> Extrait:

--- --- ---

Les intemporels

Éric-Emmanuel Schmitt
La Nuit de Valognes
Magnard
150 pages, 5 €
9782210754713
Par une nuit orageuse, quatre femmes que tout oppose se retrouvent dans le château de la duchesse de Vaubricourt. Don Juan, qui les a bafouées autrefois, sera jugé et devra réparer ses torts en épousant Angélique, filleule de la duchesse. À la surprise générale, il accepte car le mythique séducteur n’est plus. E-E Schmitt nous présente une réécriture contemporaine et plus philosophique où se retrouve tant la poésie de l’auteur que son humour. Très agréable à lire mais l’approche psychanalytique du personnage peut gêner.
Morgane Masquelier

Youosas Baltouchis
La Saga de Yousa
traduit du russe et du lituanien par Denise Yoccoz-Neugnot
384 pages, 6,90 €
9782266116916
Suite à une déception amoureuse, Yousa, paysan lituanien, s’installe sur une terre isolée dont il a hérité au décès de ses parents. Déjà solitaire et taciturne il décide de tourner le dos au monde, mais celui-ci aux heures noires de l’Histoire frappe à sa porte. « Toujours des mots ! […] Quand on n’est pas bien dans sa peau, on n’est bien nulle part. » Un texte qui se savoure, lentement au rythme des saisons et de la nature et non selon la cadence imposée par les troubles politiques du pays.

--- --- ---

> Données fournies:

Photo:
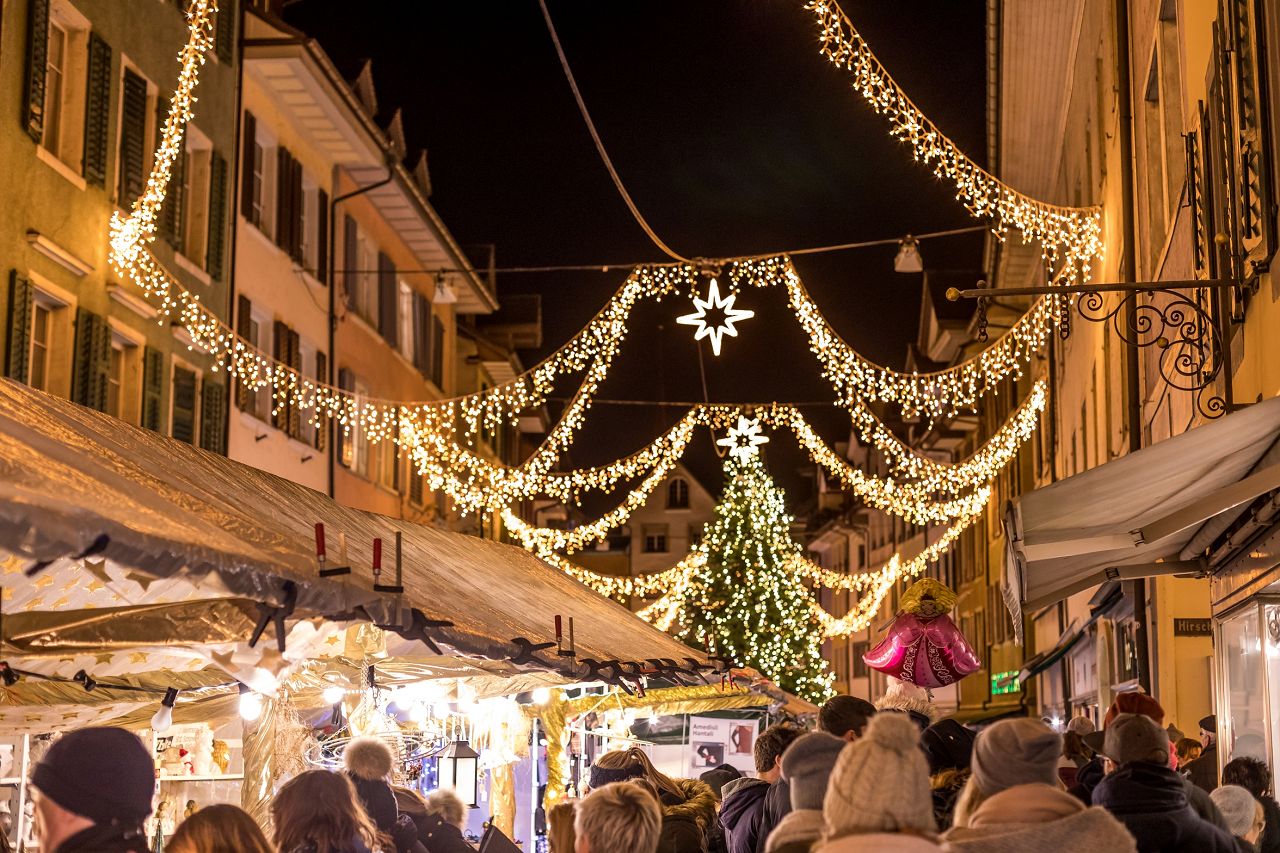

--- --- ---

> Travail à faire:
1) Modifiez l'extrait depuis « Youosas Baltouchis » jusqu'à « politiques du pays. » inclus, en remplaçant « paysan » par « fermier ».
2) Dites si chacune des affirmations suivantes concorde avec l'extrait, en citant les mots qui tranchent : (a) Don Juan refuse d'épouser Angélique ; (b) La Saga de Yousa est traduite du russe et du lituanien ; (c) La Nuit de Valognes compte 384 pages.

> Réponses attendues:
1)
Youosas Baltouchis
La Saga de Yousa
traduit du russe et du lituanien par Denise Yoccoz-Neugnot
384 pages, 6,90 €
9782266116916
Suite à une déception amoureuse, Yousa, fermier lituanien, s’installe sur une terre isolée dont il a hérité au décès de ses parents. Déjà solitaire et taciturne il décide de tourner le dos au monde, mais celui-ci aux heures noires de l’Histoire frappe à sa porte. « Toujours des mots ! […] Quand on n’est pas bien dans sa peau, on n’est bien nulle part. » Un texte qui se savoure, lentement au rythme des saisons et de la nature et non selon la cadence imposée par les troubles politiques du pays.

2)
(a) Non : « À la surprise générale, il accepte ».
(b) Oui : « traduit du russe et du lituanien par Denise Yoccoz-Neugnot ».
(c) Non : « 150 pages, 5 € ».